Say how many lines of the material include "drop". Give the number without any other text.

==== TASK INPUTS

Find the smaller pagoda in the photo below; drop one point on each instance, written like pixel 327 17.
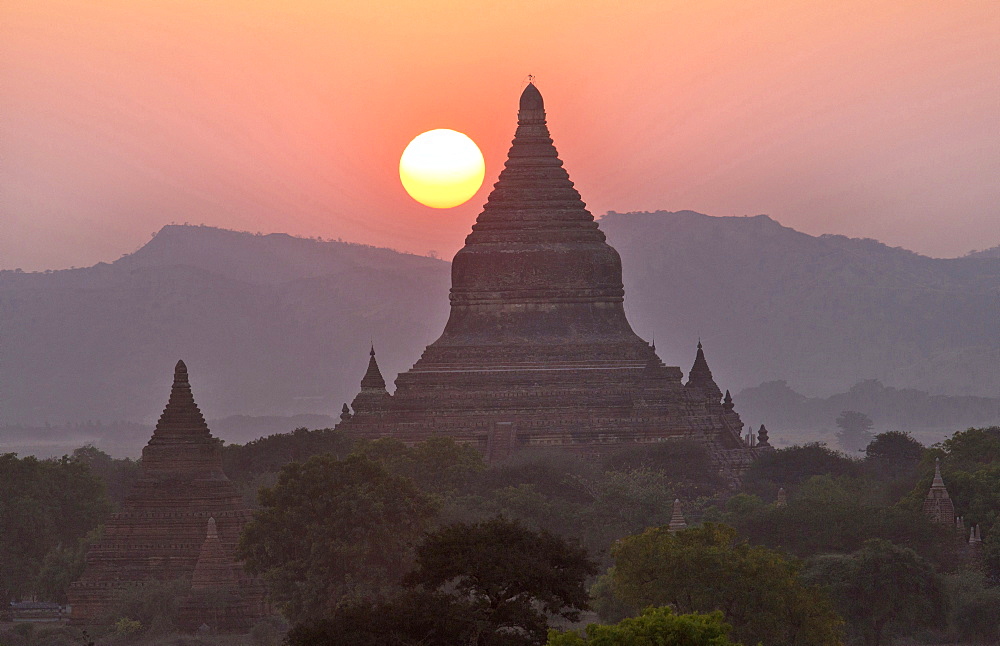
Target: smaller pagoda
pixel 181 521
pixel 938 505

========
==== TASK INPUTS

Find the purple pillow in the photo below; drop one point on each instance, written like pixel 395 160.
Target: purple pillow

========

* _REPLY TO THE EXERCISE_
2